#### SUPPLIED INFORMATION
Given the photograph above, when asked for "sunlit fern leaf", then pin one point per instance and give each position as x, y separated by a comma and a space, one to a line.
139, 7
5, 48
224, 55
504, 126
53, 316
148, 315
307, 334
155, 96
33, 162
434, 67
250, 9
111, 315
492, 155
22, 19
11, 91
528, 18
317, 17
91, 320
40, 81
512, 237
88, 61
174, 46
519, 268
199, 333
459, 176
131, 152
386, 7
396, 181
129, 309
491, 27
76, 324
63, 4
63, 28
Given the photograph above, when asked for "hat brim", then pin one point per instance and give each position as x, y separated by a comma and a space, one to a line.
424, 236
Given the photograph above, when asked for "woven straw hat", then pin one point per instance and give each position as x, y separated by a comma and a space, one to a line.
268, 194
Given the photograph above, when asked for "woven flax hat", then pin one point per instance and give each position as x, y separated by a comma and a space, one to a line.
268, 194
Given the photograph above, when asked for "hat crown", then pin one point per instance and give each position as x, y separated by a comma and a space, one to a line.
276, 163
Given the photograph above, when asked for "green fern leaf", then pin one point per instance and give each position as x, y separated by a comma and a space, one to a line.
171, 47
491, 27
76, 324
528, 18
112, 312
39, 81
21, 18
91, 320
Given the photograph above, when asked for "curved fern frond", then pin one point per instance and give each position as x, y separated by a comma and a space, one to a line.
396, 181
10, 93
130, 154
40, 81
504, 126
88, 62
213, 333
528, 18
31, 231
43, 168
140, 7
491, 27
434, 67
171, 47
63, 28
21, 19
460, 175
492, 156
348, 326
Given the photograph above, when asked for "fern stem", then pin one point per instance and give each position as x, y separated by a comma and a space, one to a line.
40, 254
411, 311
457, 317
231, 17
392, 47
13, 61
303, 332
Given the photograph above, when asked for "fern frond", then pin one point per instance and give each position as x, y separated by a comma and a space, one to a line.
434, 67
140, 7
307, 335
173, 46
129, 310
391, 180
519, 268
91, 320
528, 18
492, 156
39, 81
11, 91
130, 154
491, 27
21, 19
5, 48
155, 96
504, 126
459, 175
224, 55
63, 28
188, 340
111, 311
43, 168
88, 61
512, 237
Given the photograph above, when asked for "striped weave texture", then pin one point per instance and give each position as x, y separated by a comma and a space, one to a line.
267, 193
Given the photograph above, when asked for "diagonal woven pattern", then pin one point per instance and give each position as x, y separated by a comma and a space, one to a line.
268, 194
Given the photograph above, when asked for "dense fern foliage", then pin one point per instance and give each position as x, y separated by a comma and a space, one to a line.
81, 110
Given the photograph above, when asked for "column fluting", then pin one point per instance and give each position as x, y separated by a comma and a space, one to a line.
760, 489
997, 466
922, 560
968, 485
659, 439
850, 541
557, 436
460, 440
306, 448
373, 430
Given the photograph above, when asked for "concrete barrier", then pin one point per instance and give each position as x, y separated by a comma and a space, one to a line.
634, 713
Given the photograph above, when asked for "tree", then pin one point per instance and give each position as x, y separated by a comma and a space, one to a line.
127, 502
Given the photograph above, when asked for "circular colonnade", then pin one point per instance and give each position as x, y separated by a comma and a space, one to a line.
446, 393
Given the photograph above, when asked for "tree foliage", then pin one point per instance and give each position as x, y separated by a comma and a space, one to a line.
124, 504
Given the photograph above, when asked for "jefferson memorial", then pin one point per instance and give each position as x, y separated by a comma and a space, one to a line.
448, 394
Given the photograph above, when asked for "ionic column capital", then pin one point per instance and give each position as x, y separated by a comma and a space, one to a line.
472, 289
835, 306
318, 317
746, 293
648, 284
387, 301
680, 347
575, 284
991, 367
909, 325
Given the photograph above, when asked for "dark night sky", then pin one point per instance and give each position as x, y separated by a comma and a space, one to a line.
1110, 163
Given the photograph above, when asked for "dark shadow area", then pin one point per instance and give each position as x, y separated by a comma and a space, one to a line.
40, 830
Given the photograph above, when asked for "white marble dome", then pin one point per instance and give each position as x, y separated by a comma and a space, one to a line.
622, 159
########
**SHORT EXERCISE:** Find every line in the entries above that contains the string "dark" and copy each one in full. Case counts, so match only that exact capitalization.

**EXERCISE SOLUTION:**
Given the photograph above, when asked for "dark night sky", then pin one point per instance and give each position as x, y separated by a comma and a space, one to a line.
Given the photograph above, when asked for "dark shadow area", then pin one point per instance and give each position as x, y separated by a comma and a space, one to a line.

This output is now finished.